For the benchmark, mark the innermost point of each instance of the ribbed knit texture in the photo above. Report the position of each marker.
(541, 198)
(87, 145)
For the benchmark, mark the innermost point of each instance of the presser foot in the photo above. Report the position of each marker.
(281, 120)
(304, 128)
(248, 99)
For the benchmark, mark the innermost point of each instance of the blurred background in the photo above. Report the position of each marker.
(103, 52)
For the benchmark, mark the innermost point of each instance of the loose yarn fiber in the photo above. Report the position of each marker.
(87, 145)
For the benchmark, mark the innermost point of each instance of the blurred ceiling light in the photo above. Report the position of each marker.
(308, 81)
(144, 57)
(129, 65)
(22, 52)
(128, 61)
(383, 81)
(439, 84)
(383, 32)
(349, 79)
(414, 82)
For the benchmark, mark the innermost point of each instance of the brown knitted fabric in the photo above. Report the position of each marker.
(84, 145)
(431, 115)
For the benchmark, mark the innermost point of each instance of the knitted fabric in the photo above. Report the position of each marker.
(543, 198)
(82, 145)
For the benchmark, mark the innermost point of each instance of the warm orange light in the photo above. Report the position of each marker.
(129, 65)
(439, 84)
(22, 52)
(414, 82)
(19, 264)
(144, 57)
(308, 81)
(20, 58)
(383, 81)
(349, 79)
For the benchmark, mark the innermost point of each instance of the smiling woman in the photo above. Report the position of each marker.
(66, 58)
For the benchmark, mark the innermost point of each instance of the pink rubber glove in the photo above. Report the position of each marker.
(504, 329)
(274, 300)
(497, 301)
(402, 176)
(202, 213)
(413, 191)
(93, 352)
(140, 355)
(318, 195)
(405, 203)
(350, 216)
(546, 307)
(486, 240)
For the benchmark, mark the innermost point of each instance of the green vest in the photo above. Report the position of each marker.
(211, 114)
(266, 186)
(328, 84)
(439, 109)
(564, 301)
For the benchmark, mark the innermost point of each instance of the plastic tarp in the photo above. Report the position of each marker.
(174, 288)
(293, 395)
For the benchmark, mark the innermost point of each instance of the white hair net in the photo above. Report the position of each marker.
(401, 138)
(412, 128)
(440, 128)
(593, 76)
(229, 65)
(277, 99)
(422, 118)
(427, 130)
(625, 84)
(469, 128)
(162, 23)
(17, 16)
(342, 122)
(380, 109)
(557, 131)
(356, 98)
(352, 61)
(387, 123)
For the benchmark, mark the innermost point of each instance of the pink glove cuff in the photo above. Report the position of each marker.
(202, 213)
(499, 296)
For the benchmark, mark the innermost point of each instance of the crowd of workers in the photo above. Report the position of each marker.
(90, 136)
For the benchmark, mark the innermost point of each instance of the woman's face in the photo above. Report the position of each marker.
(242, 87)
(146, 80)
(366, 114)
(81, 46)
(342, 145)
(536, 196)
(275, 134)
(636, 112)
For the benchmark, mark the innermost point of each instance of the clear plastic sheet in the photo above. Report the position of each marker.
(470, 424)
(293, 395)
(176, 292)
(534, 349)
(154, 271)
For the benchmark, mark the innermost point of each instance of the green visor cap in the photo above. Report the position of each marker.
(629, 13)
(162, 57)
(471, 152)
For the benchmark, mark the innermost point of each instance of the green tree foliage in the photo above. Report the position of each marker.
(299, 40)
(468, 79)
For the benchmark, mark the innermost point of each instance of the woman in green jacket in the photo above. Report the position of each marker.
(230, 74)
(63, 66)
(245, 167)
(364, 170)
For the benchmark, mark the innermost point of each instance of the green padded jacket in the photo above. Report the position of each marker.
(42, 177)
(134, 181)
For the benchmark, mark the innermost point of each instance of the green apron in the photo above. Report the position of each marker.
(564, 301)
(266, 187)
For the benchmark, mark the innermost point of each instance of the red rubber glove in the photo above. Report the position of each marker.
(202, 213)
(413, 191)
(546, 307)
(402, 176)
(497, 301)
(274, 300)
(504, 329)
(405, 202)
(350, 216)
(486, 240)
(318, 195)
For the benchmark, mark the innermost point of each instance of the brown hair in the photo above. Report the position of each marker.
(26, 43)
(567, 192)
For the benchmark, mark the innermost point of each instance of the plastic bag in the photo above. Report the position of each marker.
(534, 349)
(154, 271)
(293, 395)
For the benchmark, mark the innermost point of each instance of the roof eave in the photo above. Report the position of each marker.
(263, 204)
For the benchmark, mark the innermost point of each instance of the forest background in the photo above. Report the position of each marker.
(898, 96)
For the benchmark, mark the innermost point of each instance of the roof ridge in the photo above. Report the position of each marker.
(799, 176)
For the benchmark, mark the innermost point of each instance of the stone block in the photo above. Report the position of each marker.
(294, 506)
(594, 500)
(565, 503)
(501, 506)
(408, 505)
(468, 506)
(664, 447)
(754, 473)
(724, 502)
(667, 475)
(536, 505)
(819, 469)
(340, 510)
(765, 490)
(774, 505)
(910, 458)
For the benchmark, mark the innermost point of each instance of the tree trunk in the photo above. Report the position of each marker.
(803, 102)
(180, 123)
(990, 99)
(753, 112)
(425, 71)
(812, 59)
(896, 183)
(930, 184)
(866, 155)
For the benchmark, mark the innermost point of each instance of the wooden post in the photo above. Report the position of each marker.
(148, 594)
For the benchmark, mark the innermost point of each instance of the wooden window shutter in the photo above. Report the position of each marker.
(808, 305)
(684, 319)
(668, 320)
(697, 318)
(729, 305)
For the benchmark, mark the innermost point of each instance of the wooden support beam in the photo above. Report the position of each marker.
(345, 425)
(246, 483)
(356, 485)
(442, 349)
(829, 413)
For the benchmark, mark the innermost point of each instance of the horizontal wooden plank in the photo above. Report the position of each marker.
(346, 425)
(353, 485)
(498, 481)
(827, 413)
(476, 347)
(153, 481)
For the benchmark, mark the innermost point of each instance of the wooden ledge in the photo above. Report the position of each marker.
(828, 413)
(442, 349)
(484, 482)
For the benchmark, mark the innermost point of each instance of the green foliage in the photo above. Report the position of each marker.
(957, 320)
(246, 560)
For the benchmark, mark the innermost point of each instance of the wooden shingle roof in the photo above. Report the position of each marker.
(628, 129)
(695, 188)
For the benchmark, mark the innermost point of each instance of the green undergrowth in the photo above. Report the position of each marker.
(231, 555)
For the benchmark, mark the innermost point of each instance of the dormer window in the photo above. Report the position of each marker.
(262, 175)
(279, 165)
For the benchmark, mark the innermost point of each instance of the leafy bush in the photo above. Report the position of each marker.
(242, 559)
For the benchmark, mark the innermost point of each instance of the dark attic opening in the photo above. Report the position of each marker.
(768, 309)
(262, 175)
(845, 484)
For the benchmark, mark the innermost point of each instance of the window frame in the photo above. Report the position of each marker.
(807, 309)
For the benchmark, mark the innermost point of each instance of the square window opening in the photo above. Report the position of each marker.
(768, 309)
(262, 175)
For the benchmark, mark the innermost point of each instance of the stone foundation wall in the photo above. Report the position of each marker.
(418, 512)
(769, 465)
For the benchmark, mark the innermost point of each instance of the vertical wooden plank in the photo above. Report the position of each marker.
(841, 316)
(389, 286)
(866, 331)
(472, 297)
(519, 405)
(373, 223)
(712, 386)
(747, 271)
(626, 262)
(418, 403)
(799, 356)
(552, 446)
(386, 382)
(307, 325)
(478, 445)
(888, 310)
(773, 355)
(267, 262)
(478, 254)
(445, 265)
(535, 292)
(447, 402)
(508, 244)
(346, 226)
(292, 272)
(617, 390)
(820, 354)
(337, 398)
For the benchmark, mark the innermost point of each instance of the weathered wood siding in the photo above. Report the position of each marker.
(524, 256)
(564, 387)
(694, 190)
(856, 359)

■ ■ ■ ■

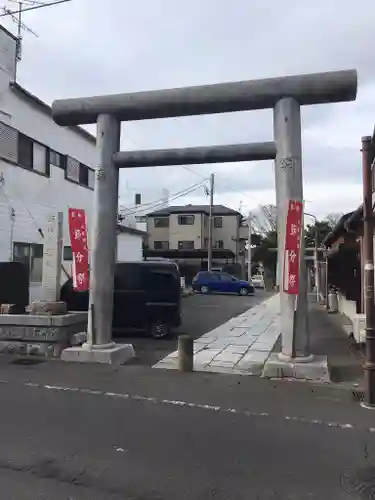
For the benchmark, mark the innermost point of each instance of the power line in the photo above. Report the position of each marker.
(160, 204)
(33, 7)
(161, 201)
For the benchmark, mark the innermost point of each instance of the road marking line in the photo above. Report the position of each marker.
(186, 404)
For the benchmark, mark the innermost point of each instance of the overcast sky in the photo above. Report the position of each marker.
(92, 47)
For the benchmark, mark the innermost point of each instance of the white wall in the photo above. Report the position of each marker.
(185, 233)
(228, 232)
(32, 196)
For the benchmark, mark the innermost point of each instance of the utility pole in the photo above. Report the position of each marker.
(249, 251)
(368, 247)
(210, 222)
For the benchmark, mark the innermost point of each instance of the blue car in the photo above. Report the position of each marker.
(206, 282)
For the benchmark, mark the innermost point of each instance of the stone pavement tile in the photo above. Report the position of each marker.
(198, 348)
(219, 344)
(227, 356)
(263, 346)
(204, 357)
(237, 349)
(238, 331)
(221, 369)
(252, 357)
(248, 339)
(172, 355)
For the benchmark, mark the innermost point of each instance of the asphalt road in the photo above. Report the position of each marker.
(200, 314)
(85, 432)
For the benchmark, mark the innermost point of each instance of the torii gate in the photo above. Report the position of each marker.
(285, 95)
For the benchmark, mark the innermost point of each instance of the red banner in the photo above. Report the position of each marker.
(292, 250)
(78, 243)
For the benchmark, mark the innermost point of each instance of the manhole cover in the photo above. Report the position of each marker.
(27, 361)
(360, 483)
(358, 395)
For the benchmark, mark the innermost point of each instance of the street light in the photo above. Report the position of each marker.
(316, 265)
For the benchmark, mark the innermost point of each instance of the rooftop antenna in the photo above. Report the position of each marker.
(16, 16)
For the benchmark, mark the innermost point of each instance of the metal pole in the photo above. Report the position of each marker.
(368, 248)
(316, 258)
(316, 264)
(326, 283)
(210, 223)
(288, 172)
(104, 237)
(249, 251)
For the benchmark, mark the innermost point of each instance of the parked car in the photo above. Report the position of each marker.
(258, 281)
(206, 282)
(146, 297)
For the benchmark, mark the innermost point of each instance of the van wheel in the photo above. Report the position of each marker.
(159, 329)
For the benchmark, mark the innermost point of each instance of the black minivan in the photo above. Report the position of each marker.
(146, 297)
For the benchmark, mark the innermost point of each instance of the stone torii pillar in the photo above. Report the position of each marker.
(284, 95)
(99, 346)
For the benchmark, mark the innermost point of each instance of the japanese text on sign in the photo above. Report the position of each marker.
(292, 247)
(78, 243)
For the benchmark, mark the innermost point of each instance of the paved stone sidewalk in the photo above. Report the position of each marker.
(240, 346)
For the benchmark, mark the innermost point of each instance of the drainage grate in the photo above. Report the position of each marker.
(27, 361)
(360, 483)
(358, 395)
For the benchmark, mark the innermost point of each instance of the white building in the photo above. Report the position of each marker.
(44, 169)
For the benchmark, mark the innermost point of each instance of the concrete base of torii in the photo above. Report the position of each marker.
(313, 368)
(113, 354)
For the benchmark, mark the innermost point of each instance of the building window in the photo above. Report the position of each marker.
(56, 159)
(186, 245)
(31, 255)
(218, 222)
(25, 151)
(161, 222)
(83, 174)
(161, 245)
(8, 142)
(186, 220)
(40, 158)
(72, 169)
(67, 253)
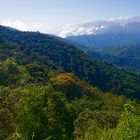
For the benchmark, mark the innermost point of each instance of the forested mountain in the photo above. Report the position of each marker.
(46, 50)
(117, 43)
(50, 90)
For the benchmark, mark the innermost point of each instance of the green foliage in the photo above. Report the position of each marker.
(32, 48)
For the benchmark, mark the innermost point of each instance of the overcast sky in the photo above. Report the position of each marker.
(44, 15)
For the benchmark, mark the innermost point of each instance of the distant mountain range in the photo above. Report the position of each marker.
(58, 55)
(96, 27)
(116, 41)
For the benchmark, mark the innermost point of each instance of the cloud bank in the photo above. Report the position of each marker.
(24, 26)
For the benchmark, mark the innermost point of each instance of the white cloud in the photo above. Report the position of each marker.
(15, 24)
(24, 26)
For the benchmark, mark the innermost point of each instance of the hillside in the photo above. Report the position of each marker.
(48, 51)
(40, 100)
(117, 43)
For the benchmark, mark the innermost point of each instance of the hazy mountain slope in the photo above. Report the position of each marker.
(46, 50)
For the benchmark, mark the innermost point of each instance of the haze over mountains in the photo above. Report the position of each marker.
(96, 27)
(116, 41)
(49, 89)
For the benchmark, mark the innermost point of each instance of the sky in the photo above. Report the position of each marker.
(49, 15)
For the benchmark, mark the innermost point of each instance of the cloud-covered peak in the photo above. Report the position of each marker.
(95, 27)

■ ■ ■ ■

=== EXERCISE ===
Report every line of the items above that contains the string "cloud". Matching is case-sensitive.

=== CORRECT RESULT ===
For the benchmark, mark the innermost point of each instance of the cloud bank in the photo above. Report the position of each marker.
For the benchmark, mark the innermost point of each instance of the white cloud in the photo above. Report the position of each marker.
For the benchmark, mark the innermost point of each instance of the cloud-covered peak in the photo above. Report the position of each marker.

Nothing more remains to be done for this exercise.